Region pointing data
★ ★ ★ ★
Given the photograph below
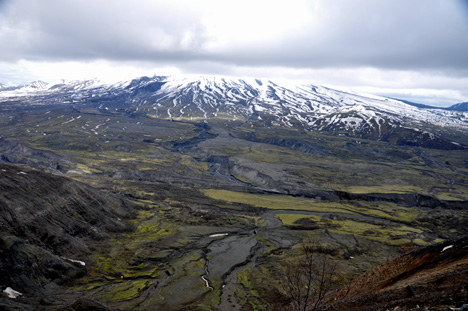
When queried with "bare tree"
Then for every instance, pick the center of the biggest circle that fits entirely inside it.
(309, 278)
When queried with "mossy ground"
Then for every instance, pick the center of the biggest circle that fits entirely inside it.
(135, 156)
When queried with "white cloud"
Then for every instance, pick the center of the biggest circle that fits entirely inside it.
(385, 44)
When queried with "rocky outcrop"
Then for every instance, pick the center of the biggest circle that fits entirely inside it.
(47, 224)
(428, 278)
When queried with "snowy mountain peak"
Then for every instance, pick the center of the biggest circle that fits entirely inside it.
(266, 102)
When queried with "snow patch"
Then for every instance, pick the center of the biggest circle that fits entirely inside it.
(75, 261)
(218, 235)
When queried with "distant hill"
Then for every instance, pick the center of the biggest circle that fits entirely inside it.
(459, 107)
(456, 107)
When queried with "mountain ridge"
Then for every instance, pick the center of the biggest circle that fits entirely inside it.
(309, 107)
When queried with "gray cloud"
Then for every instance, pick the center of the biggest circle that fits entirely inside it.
(225, 37)
(392, 34)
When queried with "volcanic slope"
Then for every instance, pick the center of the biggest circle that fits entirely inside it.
(270, 103)
(431, 278)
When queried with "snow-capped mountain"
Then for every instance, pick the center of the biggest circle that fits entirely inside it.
(262, 101)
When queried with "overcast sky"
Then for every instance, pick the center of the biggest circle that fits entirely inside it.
(411, 49)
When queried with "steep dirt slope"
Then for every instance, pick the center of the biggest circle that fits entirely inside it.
(434, 278)
(47, 226)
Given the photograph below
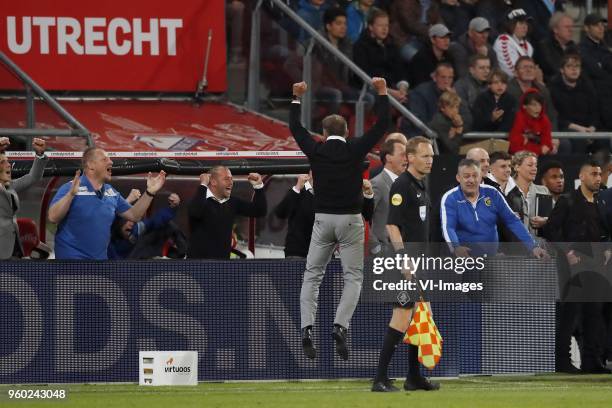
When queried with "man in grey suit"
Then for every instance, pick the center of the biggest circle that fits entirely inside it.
(336, 165)
(10, 245)
(393, 157)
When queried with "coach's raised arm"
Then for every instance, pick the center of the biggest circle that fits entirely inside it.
(369, 138)
(336, 165)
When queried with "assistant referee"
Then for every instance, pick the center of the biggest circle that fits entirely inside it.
(409, 221)
(336, 165)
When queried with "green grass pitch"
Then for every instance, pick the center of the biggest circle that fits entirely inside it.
(471, 392)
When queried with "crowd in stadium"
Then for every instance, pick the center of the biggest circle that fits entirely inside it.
(459, 66)
(499, 57)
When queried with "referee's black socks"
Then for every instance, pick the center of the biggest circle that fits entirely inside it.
(392, 338)
(414, 370)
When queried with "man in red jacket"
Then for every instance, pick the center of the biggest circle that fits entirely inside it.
(532, 129)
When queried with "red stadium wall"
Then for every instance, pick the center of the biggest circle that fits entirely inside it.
(113, 45)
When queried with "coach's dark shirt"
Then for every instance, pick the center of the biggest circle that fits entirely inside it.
(337, 163)
(299, 210)
(211, 222)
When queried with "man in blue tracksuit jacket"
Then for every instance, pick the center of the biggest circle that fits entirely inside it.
(470, 212)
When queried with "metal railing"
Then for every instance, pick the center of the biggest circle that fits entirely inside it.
(253, 98)
(556, 135)
(32, 89)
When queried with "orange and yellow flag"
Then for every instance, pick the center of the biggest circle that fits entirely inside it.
(424, 333)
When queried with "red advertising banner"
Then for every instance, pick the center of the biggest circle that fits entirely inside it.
(113, 45)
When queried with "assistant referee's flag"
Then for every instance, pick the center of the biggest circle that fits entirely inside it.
(424, 333)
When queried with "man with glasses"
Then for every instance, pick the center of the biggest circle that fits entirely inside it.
(575, 99)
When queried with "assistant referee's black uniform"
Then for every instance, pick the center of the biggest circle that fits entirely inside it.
(409, 210)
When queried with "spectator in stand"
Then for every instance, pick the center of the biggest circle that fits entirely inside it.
(469, 87)
(540, 13)
(10, 244)
(396, 136)
(234, 10)
(312, 12)
(553, 179)
(357, 18)
(494, 109)
(528, 76)
(532, 130)
(330, 76)
(513, 44)
(86, 207)
(376, 54)
(578, 220)
(423, 101)
(597, 64)
(524, 196)
(408, 30)
(430, 55)
(298, 208)
(125, 234)
(495, 11)
(499, 172)
(575, 100)
(454, 14)
(213, 209)
(558, 43)
(474, 42)
(448, 123)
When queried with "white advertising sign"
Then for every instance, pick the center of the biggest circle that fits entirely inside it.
(168, 368)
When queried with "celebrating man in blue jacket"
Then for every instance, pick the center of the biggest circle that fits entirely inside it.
(470, 213)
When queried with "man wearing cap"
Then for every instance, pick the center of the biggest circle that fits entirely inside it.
(423, 101)
(513, 44)
(540, 12)
(557, 44)
(426, 60)
(597, 64)
(474, 42)
(469, 87)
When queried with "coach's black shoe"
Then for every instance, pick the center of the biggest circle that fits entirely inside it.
(568, 369)
(308, 344)
(420, 383)
(596, 369)
(339, 335)
(384, 386)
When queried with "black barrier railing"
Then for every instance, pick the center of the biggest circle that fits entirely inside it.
(86, 321)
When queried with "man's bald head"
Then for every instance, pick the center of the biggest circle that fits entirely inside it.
(481, 156)
(399, 137)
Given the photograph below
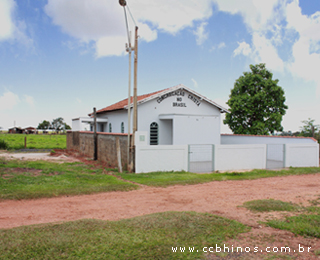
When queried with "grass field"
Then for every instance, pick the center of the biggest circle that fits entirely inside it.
(16, 141)
(164, 179)
(153, 236)
(38, 179)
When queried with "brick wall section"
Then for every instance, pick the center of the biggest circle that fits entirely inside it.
(82, 142)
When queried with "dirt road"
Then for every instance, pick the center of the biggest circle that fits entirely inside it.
(221, 198)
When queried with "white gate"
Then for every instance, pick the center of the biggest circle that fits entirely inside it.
(275, 156)
(201, 158)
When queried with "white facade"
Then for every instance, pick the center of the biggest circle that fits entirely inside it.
(180, 115)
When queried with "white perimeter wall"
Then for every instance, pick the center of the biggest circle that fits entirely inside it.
(302, 155)
(239, 157)
(153, 158)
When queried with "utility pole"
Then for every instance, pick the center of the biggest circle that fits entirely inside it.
(135, 90)
(131, 142)
(95, 139)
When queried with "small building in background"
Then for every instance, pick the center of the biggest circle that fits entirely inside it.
(15, 130)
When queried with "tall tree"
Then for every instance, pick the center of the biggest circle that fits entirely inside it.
(256, 103)
(309, 128)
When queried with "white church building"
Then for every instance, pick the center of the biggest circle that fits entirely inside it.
(173, 116)
(181, 131)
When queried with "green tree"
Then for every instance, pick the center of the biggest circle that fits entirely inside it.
(67, 127)
(44, 125)
(57, 123)
(309, 129)
(256, 103)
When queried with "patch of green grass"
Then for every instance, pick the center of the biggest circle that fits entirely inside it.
(305, 225)
(270, 205)
(164, 179)
(3, 145)
(146, 237)
(38, 179)
(16, 141)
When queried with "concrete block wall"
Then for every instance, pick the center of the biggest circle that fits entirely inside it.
(82, 142)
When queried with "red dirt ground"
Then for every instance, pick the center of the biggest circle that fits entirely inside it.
(220, 198)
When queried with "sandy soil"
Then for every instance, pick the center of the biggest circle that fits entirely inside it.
(220, 198)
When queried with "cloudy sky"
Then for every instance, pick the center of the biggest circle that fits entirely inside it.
(64, 57)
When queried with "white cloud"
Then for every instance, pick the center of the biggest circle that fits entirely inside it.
(305, 51)
(221, 45)
(256, 14)
(29, 100)
(10, 27)
(265, 51)
(195, 83)
(8, 100)
(6, 19)
(243, 48)
(102, 21)
(201, 34)
(171, 16)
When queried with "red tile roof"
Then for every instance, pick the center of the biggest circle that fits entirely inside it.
(123, 103)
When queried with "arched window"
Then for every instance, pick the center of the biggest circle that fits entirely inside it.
(154, 133)
(122, 127)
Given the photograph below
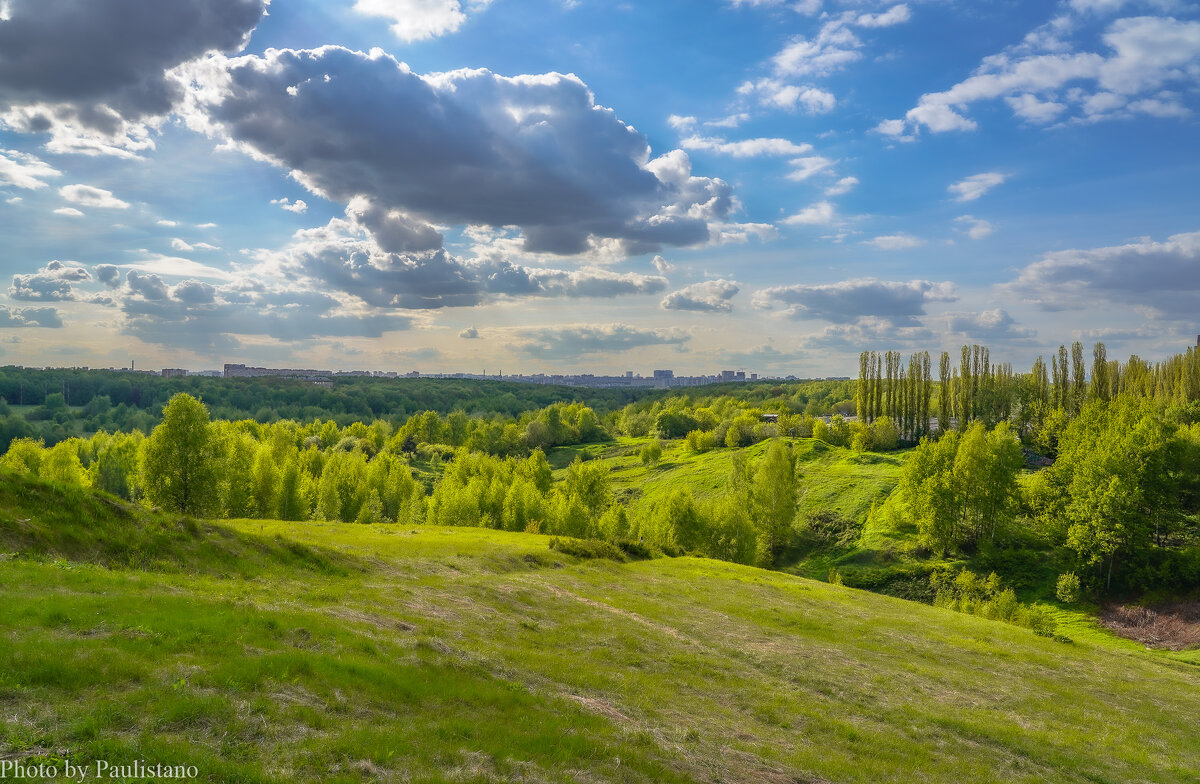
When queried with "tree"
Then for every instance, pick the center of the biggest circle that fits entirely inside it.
(180, 464)
(773, 501)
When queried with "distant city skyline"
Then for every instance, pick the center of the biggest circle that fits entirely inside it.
(571, 186)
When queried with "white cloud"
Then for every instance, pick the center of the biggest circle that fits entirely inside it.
(420, 19)
(89, 196)
(466, 148)
(820, 214)
(895, 241)
(845, 185)
(712, 297)
(187, 247)
(898, 303)
(1159, 277)
(781, 95)
(745, 148)
(298, 207)
(895, 15)
(976, 228)
(24, 171)
(805, 167)
(972, 187)
(1043, 79)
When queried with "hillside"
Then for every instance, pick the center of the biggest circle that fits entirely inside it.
★ ★ ★ ★
Exercise details -> The required output is every line above that contains the string "tree".

Response ->
When queried with "bare tree"
When queried with "tall tree"
When queried with "green tree"
When queried with "tree"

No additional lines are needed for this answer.